What is expected >> Please copy the text of the items below verbatim, omitting the pictures.

Source data >>

══════════════════════════════

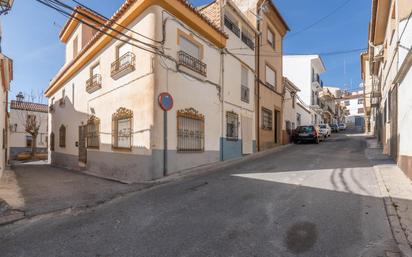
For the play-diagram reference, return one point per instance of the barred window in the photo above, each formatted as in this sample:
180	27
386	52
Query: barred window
93	125
266	119
122	129
232	121
62	136
190	131
52	141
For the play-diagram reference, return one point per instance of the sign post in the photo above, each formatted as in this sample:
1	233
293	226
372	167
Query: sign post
166	103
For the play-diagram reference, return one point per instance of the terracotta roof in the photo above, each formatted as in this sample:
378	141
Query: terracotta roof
115	17
29	106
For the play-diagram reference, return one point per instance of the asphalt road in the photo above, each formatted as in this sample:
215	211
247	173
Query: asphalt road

══════════════════════════════

Complete answer >>
For the play-diagram reference, return one point per instance of the barred window in the photo above, each formatted as in this sample:
180	27
386	52
Query: barred window
93	125
266	119
122	129
232	121
62	136
190	131
52	141
For the play-diagram reference, return one point per instance of the sign post in the photo above, each formatted as in this sample:
1	233
293	226
372	167
Query: sign post
166	103
For the play-diagram reference, return one point per instance of the terracotta roof in the photo above, each formatted as in this sample:
378	141
Query: terracotta roof
115	17
29	106
For the play-diagram reference, return one point per instance of the asphalt road in the photo above, each formatted as in this sample:
215	211
247	173
Query: asphalt road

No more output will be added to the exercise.